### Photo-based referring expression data

^^^^^^^^

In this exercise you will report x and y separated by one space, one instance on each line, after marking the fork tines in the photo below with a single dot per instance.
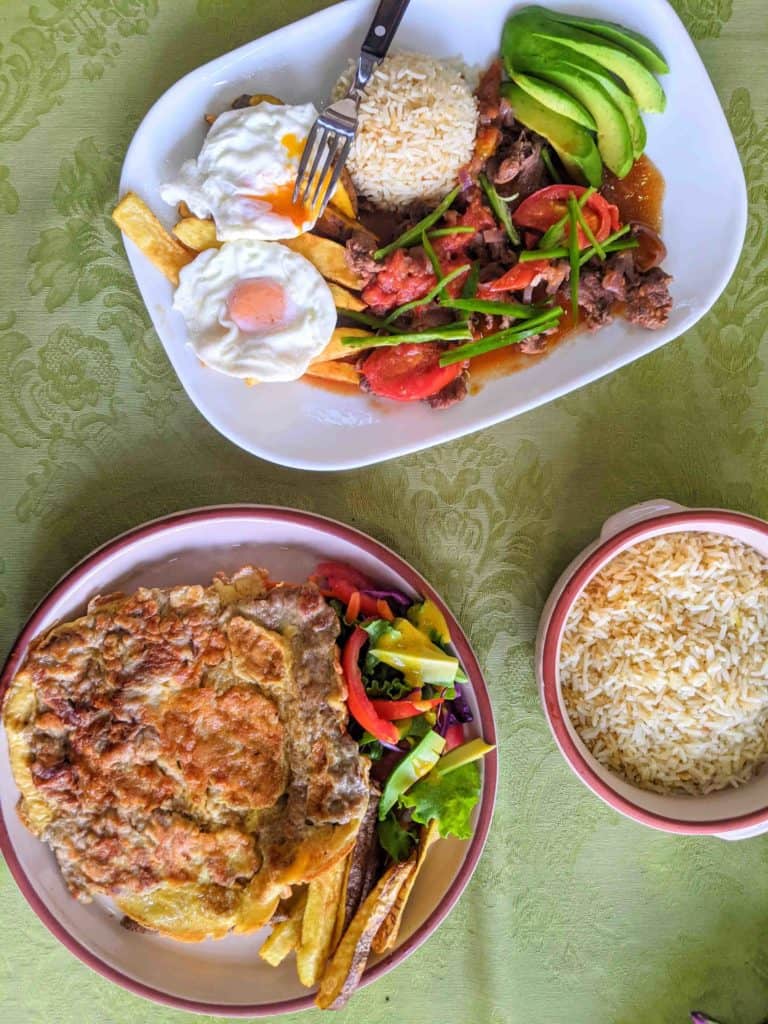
317 177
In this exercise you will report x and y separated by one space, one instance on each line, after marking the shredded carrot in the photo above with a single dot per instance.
353 607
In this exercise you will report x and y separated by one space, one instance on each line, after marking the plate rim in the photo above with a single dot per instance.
414 578
480 422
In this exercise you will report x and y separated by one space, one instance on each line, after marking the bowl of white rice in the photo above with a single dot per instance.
652 664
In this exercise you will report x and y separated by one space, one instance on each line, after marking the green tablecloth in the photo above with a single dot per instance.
574 914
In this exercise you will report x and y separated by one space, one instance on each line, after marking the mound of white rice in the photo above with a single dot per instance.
664 664
417 127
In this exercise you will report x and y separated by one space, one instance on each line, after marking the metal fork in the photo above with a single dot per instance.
331 138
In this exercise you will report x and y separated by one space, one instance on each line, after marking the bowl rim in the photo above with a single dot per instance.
491 767
573 586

^^^^^^^^

### TASK ITEM
All lines from the one that holds "marking the metal" to the end of the entries above must be transcribed exactly, both ends included, and no others.

### SOLUTION TO THE PROBLEM
In this exercise you will report x and y separated by one space, one instance on each line, after marking the metal fork in the photo above with a single dot per instance.
331 138
In this exercise you will report x and y separated by one space, one instance on each line, after marking the bowl rim in the photo above with a single dot per instance.
491 767
573 586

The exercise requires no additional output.